Proses Persidangan Polisi Terdakwa Pembunuh Alm Gijik Bergulir: Lemahnya Pasal-Pasal Yang Didakwakan JPU dan Indikasi Skenario Peradilan Yang Dibuat Untuk Gagal

Siaran Pers

Palangka Raya-Kalteng 26 Maret 2024, Tim Advokasi Solidaritas Untuk Masyarakat Adat Bangkal melakukan pengawalan dan pemantauan langsung dalam persidangan kasus penembakan demonstran warga asal Bangkal yang digelar di Pengadilan Negeri Palangka Raya. Sidang pertama dengan agenda pembacaan surat dakwaan tersebut dihadiri langsung oleh Tim Jaksa Penuntut Umum (JPU) dari Kejaksaan Tinggi Kalimantan Tengah,  Terdakwa Iptu Anang Tri Widodo yang didampingi oleh 5 (lima) orang penasehat hukumnya dari Bidang Hukum (Bidkum) Polda Kalteng.

• Tugas Latihan A: Terjemahkan kalimat berikut dari siaran pers ke dalam bahasa Inggris: "Palangka Raya-Kalteng 26 Maret 2024, Tim Advokasi Solidaritas Untuk Masyarakat Adat Bangkal melakukan pengawalan dan pemantauan langsung dalam persidangan kasus penembakan demonstran warga asal Bangkal yang digelar di Pengadilan Negeri Palangka Raya."
• Tugas Latihan B: Ubah bagian siaran pers yang dimulai pada "Proses Persidangan Polisi" dan berakhir pada "(Bidkum) Polda Kalteng." dengan mengganti "demonstran" menjadi "pengunjuk rasa".

• Baris Data:

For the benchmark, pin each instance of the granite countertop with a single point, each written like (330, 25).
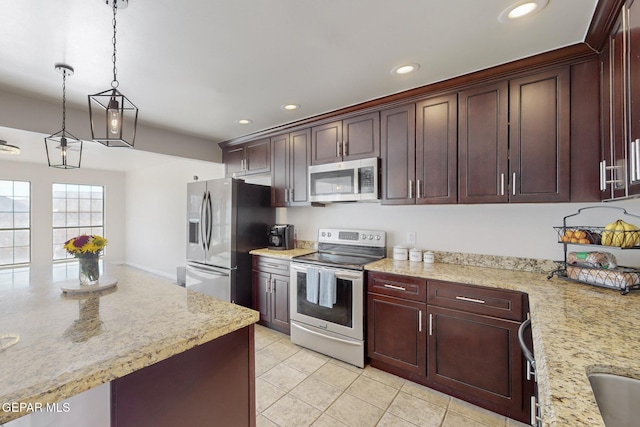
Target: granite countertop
(288, 254)
(69, 344)
(577, 329)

• Jawaban Latihan A: Palangka Raya, Central Kalimantan, March 26, 2024: The Solidarity Advocacy Team for the Bangkal Indigenous Community directly escorted and monitored the trial in the case of the shooting of demonstrators, residents from Bangkal, held at the Palangka Raya District Court.

• Jawaban Latihan B:
Proses Persidangan Polisi Terdakwa Pembunuh Alm Gijik Bergulir: Lemahnya Pasal-Pasal Yang Didakwakan JPU dan Indikasi Skenario Peradilan Yang Dibuat Untuk Gagal

Siaran Pers

Palangka Raya-Kalteng 26 Maret 2024, Tim Advokasi Solidaritas Untuk Masyarakat Adat Bangkal melakukan pengawalan dan pemantauan langsung dalam persidangan kasus penembakan pengunjuk rasa warga asal Bangkal yang digelar di Pengadilan Negeri Palangka Raya. Sidang pertama dengan agenda pembacaan surat dakwaan tersebut dihadiri langsung oleh Tim Jaksa Penuntut Umum (JPU) dari Kejaksaan Tinggi Kalimantan Tengah,  Terdakwa Iptu Anang Tri Widodo yang didampingi oleh 5 (lima) orang penasehat hukumnya dari Bidang Hukum (Bidkum) Polda Kalteng.